_DIRECTIVE A_. Condense the paragraph of the magnetic wristband guide below that begins "So this is a fairly basic project" into a short list of the supplies it names, keeping its key details.
_DIRECTIVE B_. According to the magnetic wristband guide below, how is all the sewing in the project done, and why?

Intro: Ten Minute Magnetic Wristband
Hey everyone and thanks for stopping by! One of the problems that I have always when working in the shop is loosing screws when I am assembling or disassembling something. I had some extra magnets laying around the apartment and some scrap t-shirt material so I decided to break out of my workshop comfort zone and take a swing at some sewing by making a magnetic wristband to hang on to my parts until I am ready for them.
Step 1: Supplies
So this is a fairly basic project, all you will need is a sewing machine, a scrap of fabric (1"x 15"), and some magnets. You will want some strong magnets that will still be able to work through the fabric, neodymium ones work great. Without further a duo, lets get started.
Step 2: Make a Bank
The first step is to fold the band in half to form a double thick band. Sew across the width of the band to secure the band together. All the sewing for this project is double stitched for durability.

_INFORMATION SHOWN_.
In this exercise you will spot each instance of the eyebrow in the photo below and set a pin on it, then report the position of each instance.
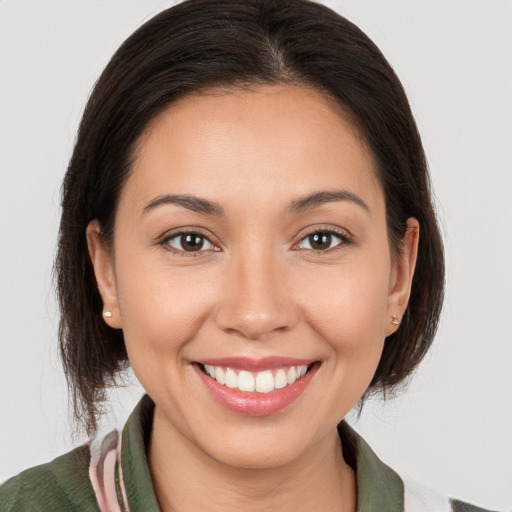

_EXPECTED OUTPUT A_.
- Sewing machine
- Fabric scrap, 1" x 15"
- Magnets strong enough to work through the fabric (neodymium ones work well)

_EXPECTED OUTPUT B_. All the sewing is double stitched for durability.